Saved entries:
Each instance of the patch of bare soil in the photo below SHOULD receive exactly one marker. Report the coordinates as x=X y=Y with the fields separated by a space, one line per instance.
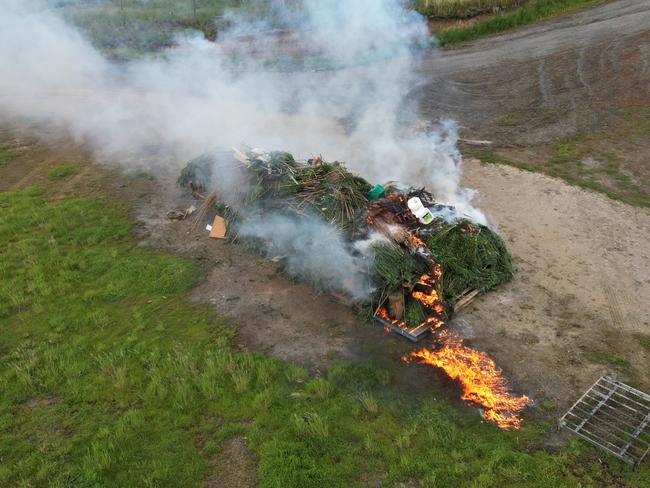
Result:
x=579 y=301
x=233 y=467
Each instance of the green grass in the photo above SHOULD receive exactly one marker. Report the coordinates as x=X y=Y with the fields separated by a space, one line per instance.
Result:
x=455 y=9
x=63 y=171
x=529 y=13
x=6 y=154
x=111 y=377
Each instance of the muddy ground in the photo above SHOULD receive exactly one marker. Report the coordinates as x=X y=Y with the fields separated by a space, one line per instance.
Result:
x=579 y=304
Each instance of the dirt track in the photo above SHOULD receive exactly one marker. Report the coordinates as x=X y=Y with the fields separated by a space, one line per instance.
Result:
x=560 y=77
x=582 y=292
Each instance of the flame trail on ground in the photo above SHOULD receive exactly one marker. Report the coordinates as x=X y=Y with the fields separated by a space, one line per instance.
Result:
x=481 y=379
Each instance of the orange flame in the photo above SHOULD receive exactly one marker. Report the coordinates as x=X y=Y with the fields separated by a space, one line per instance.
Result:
x=482 y=381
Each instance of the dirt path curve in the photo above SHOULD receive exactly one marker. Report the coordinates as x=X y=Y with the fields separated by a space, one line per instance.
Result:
x=580 y=300
x=559 y=77
x=582 y=294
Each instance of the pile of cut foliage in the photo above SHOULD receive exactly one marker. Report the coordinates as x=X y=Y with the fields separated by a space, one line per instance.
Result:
x=419 y=272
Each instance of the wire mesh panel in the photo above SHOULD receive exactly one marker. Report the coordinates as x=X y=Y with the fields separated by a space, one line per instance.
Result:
x=614 y=417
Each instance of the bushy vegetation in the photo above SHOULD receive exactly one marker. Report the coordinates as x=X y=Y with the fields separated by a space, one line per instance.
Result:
x=529 y=13
x=6 y=153
x=62 y=171
x=471 y=257
x=110 y=377
x=128 y=28
x=458 y=9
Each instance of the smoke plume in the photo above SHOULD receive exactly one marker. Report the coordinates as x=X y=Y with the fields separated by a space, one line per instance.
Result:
x=343 y=95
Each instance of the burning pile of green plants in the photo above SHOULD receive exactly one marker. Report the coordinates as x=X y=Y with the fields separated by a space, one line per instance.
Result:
x=421 y=259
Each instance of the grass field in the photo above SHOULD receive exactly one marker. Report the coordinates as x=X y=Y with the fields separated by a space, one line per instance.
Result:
x=110 y=377
x=528 y=13
x=459 y=9
x=124 y=29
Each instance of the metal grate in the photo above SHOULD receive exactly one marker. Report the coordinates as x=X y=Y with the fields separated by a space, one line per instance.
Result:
x=614 y=417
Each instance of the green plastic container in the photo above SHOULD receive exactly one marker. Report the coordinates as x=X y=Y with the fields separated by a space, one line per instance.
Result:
x=377 y=191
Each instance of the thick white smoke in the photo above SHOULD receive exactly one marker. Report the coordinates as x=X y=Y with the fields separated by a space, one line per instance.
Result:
x=201 y=94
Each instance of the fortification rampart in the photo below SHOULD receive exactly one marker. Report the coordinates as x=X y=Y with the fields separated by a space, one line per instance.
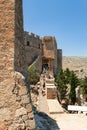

# Goal of the exercise
Send back every record exactly as it stands, except the pictures.

# Written solution
Each instance of the patch of bare soil in the photo below SHOULD receive exactly one marker. Report the coordinates as x=X y=Y with the fields separated by a space, one line per instance.
Result:
x=579 y=301
x=233 y=467
Each instance of the green grass in the photo above SHOULD receive exactly one marker. Report the coordinates as x=X y=Y with the fields separated by a space, one line per instance.
Result:
x=455 y=9
x=63 y=171
x=529 y=13
x=6 y=154
x=111 y=377
Each instance of the muddy ground in the photo above SHOULD receive exactly one marker. Report the coordinates as x=X y=Y with the fields separated by a space, one line per instance.
Result:
x=579 y=304
Each instance of the dirt track in the photo above SHOULD receive exactly one marker. Report the coordinates as x=X y=Y with the fields separated by a space, one line per instance.
Result:
x=560 y=77
x=582 y=292
Each instance of the flame trail on ground in the photo above SHOULD receive exactly one marker. Report the coordinates as x=X y=Y with the fields separated by a space, one line per instance.
Result:
x=481 y=379
Each instance of the orange flame in the photo above SHOULD receive exactly one marker. Report the coordinates as x=X y=Y with the fields separated by a space, one line per instance.
Result:
x=482 y=381
Each instance of the dirt path curve in the photo above SHOULD receive exactly one marker. Report the coordinates as x=X y=Y with the fields separated by a space, one line per instance.
Result:
x=580 y=300
x=559 y=77
x=582 y=294
Each instance of the pile of cut foliage in the photo above SHOULD receive exactly one marker. Report the coordinates as x=X y=Y with the fields separated by a space, one line per instance.
Result:
x=419 y=272
Each instance of the wire mesh panel in the photo above SHOULD receive exactly one marker. Report the coordinates as x=X y=Y with the fields separated by a space, one line per instance.
Result:
x=614 y=417
Each instance of the bushy vegetation in the photo above SHOULD receive exactly one marker. Report the coordinates as x=X y=Y with the fields separated by a space, one line per instance.
Result:
x=529 y=13
x=6 y=153
x=62 y=171
x=471 y=257
x=110 y=377
x=128 y=28
x=458 y=9
Each instance of the smoke plume in the photo above SHOULD receive exactly one marker. Report the coordinates as x=X y=Y with the fields separated by a space, one line per instance.
Result:
x=343 y=95
Each instance of the burning pile of green plants in the photo above SHOULD receive exactly one marker. Report the coordinates as x=X y=Y with the fields separated by a space, one line per instance.
Result:
x=421 y=259
Each instance of the grass field in the photo above SHOULD receive exactly one marker. Report the coordinates as x=X y=Y with the fields separated by a space, one line per instance.
Result:
x=110 y=377
x=528 y=13
x=459 y=9
x=124 y=29
Each instance of the metal grate in the photo above SHOULD receive exactly one marker. Report the coordinates as x=X y=Y with the fields separated by a space, one line per instance.
Result:
x=614 y=417
Each instance of the green plastic container in the photo above SHOULD receive exactly one marker. Report the coordinates as x=X y=Y with the fields separated by a space, one line per instance.
Result:
x=377 y=191
Each instance of the thick white smoke in the photo above SHOULD receive exactly one marker. Report the coordinates as x=X y=Y with the fields separated by a space, one line per instance.
Result:
x=201 y=94
Each instance of the fortification rampart in the photo below SHOULD receive exactly one marker. Report the coordinates as x=X y=Y with the fields separated by a space, one line per instance.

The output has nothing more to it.